[Obiettivo] Prosegui il testo sulle aree protette e le minoranze linguistiche, riprendendo subito dopo l'ultima frase riportata.

Le aree protette per la tutela e la valorizzazione delle minoranze linguistiche.

Alla manifestazione per il conferimento del Diploma Europeo al Parco Nazionale del Gran Paradiso -ottenuto dopo ottantacinque anni di esistenza e di severa, a volte anche faticosa, difesa delle sue prerogative- i bambini delle locali scuole delle Valli Orco e Soana hanno rivolto il loro saluto di benvenuto in lingua francoprovenzale.
Un segnale importante di riappropriazione orgogliosa della cultura locale, che comincia dalla dignità della lingua madre, assorbita dal seno materno come nutrimento spirituale che trasmette la cultura di generazioni.
Per le nostre vallate montane, è segnale importate. Si tratta di riscatto nei confronti di subalternità radicate nei confronti di ciò che è a valle, della pianura, dei luoghi metropolitani.
Ma può, o forse dovrebbe, accadere così ovunque.
E’ da tempo che alle aree protette viene riconosciuta una ricchezza e dunque un ruolo speciale, non solo sotto il profilo paesistico ambientale o della biodiversità faunistica e floristica, ma anche nel disegno più generale delle politiche di sviluppo delle aree interessate.
Non è d’altra parte un caso che la Conferenza di Barcellona del 2004 abbia sottolineato -suggerendo un’agenda XXI per la cultura- il valore delle differenze culturali messe in parallelo con la biodiversità.

Voci di dati estratte:
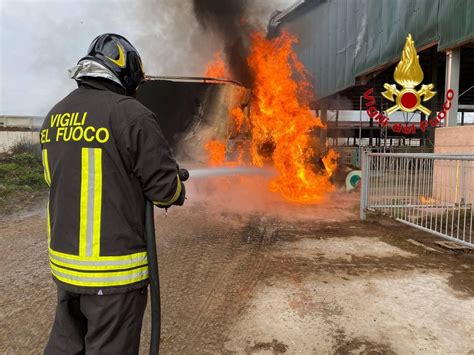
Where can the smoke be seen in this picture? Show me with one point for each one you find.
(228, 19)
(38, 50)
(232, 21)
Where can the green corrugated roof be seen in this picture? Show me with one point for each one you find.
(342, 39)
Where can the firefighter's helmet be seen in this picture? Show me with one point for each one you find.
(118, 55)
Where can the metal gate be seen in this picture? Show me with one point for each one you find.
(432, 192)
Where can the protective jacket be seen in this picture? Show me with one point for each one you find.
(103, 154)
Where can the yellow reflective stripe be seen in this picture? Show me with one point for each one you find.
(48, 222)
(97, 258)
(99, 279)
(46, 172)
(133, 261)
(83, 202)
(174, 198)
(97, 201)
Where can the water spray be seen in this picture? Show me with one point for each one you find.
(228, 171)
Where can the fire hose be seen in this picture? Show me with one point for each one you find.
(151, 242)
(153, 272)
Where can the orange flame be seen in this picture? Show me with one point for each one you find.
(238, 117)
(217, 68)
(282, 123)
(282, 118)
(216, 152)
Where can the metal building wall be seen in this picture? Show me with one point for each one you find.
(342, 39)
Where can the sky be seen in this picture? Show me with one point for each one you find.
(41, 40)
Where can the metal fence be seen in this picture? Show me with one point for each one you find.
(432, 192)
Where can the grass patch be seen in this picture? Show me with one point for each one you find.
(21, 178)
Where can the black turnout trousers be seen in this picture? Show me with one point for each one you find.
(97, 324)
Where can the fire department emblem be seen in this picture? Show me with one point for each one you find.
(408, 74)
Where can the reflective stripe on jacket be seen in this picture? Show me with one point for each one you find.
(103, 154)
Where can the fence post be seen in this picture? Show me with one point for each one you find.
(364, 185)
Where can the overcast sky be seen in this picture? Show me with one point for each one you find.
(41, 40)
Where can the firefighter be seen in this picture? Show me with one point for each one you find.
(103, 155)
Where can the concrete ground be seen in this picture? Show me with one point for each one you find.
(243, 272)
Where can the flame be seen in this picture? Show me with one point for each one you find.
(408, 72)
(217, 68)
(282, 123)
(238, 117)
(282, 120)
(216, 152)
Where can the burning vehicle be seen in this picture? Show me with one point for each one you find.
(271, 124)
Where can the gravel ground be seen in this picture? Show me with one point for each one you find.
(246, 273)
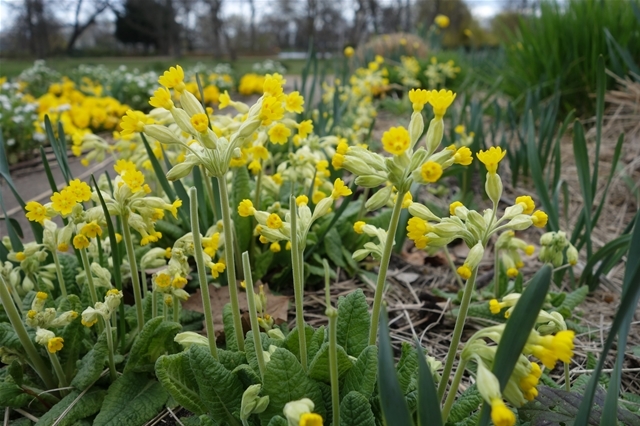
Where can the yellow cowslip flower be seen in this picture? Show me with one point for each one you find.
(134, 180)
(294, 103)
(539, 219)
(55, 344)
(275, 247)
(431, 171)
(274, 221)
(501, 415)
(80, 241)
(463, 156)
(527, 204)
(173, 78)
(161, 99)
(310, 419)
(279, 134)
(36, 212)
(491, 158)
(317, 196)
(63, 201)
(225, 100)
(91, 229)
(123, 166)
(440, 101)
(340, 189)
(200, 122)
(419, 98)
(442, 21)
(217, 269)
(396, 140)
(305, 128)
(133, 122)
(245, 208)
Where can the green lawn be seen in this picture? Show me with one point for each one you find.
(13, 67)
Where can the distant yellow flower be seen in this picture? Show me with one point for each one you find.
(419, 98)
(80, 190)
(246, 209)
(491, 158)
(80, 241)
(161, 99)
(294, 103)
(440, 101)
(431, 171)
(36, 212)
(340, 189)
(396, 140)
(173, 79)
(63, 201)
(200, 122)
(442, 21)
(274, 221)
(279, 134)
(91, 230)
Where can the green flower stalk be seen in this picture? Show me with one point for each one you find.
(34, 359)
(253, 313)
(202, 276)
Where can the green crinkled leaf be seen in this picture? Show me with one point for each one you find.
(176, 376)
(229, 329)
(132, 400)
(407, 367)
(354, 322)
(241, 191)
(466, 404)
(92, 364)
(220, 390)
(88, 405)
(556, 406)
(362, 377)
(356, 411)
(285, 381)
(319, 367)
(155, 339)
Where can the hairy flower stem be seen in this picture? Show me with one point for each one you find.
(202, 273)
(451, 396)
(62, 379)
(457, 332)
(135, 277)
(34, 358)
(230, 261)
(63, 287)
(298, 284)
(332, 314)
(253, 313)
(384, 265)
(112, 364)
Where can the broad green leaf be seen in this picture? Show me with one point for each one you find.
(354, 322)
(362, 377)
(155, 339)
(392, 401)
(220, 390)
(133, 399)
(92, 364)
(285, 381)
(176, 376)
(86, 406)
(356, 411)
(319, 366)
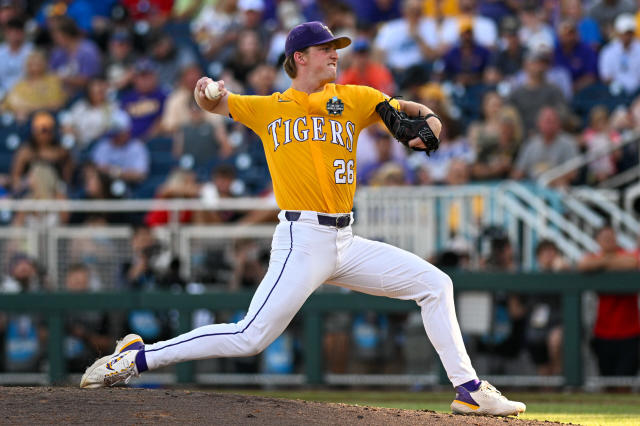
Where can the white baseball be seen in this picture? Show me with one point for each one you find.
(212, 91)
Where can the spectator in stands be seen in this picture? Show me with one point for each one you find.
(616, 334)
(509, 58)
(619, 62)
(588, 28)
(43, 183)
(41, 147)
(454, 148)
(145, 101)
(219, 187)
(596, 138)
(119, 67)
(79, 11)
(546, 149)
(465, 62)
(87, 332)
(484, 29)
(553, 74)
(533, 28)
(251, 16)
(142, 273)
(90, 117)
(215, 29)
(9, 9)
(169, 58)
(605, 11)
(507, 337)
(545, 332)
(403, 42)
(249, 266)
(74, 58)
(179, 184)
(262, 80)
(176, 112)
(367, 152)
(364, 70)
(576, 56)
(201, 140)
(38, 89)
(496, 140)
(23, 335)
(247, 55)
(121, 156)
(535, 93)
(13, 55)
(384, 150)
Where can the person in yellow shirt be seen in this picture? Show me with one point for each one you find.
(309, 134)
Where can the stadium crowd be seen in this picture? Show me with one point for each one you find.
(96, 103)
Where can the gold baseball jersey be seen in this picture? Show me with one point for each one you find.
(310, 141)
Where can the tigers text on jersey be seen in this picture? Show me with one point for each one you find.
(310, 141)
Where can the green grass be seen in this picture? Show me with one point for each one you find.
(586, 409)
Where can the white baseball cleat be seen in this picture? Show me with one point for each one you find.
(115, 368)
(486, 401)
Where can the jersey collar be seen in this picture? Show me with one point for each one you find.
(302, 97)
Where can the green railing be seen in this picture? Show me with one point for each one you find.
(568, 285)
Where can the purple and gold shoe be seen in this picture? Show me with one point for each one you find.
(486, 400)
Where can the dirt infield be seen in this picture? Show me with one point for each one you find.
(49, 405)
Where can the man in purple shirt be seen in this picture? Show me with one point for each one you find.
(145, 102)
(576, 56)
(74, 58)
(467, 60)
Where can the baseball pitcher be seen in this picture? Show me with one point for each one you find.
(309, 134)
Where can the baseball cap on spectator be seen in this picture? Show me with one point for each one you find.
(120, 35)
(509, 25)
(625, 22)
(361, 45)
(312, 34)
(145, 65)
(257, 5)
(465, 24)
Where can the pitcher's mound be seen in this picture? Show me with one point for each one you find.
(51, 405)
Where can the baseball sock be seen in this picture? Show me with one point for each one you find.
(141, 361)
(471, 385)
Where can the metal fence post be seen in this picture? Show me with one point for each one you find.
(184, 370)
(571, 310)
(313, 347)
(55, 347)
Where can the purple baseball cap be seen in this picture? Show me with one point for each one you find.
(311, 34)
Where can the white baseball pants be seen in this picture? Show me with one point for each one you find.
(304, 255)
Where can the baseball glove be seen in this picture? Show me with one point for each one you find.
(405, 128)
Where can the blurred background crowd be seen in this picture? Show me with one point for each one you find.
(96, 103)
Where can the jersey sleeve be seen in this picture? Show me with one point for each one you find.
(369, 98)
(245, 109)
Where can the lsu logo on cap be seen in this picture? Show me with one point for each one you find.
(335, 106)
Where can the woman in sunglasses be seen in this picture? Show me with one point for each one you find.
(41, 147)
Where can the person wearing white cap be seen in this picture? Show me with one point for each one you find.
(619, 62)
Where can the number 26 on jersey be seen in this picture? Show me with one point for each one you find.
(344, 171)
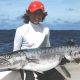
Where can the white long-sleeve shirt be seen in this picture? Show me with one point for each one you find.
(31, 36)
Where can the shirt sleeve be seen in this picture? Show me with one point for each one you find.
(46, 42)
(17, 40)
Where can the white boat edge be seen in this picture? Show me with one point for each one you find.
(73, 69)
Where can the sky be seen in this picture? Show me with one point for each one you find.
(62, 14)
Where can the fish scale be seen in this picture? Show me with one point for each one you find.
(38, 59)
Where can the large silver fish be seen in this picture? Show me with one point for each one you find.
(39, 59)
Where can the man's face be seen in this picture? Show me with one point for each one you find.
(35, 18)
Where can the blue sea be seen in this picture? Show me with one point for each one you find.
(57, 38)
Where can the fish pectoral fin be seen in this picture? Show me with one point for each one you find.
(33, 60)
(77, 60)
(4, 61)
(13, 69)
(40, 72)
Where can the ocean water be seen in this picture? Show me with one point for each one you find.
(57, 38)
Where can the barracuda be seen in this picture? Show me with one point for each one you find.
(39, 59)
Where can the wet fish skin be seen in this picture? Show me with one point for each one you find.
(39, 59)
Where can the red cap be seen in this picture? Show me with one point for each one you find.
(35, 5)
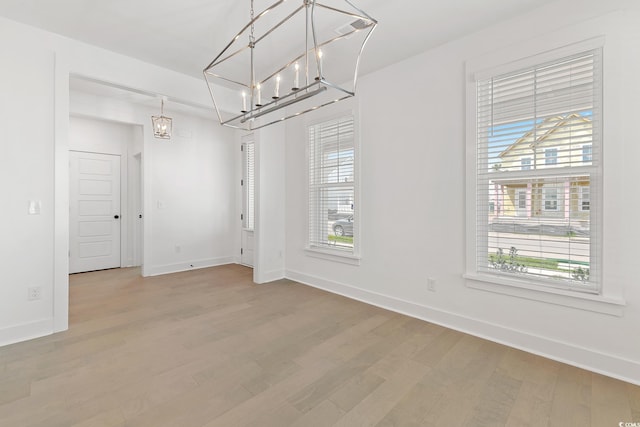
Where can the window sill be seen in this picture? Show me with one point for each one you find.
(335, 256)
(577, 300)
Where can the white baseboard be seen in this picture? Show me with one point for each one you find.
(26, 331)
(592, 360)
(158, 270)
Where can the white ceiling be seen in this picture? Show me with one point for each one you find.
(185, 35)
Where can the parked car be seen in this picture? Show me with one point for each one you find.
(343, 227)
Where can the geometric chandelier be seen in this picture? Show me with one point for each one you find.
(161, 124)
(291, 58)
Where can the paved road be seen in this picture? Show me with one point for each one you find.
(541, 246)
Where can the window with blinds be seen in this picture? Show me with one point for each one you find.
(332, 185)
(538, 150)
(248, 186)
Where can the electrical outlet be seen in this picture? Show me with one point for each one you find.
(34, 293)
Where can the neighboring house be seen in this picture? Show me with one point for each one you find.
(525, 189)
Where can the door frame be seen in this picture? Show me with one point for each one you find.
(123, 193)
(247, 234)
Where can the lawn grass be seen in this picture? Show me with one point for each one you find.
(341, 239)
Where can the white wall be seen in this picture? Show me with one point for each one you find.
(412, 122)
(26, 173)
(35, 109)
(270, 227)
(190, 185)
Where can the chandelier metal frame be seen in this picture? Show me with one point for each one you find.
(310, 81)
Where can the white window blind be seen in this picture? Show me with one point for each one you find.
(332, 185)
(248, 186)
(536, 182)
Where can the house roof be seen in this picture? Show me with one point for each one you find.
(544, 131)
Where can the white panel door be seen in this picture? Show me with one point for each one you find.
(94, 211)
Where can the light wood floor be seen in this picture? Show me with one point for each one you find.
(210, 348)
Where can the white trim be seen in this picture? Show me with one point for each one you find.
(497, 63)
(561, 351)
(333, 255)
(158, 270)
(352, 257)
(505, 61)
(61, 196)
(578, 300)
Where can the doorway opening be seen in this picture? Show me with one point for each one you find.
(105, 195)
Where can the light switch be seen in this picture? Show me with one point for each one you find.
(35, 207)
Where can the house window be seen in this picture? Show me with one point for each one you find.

[Risultato del compito]
Peraltro a causare la scomparsa degli idiomi sono spesso le stessa cause che attentano alla biodiversità del pianeta: sviluppo dell’agricoltura intensiva, industrializzazione, deforestazione massiccia, urbanizzazione.
Oggi al mondo esistono circa 7.000 lingue ed entro la fine del secolo è previsto possa scomparirne almeno il 50%; qualcuno arriva addirittura al 90%. Secondo David Crystal, che in un saggio ha dato conto della morte delle lingue, il ritmo di scomparsa tra quelle parlate attualmente sulla terra, è di una ogni due settimane; di questo passo a fine secolo ne saranno morte 2.500 e a metà del XXI secolo potrebbero rimanerne soltanto una decina.
Secondo i dati dell’Unesco, per sopravvivere di generazione in generazione, una lingua deve avere almeno 100.000 persone in grado di parlarla correttamente. Almeno la metà degli oltre 6.800 idiomi diversi, parlati nel mondo, sono patrimonio di meno di 2.500 persone e quindi destinati all’estinzione.
Possiamo rinunciare loro senza perdere un po’ di noi?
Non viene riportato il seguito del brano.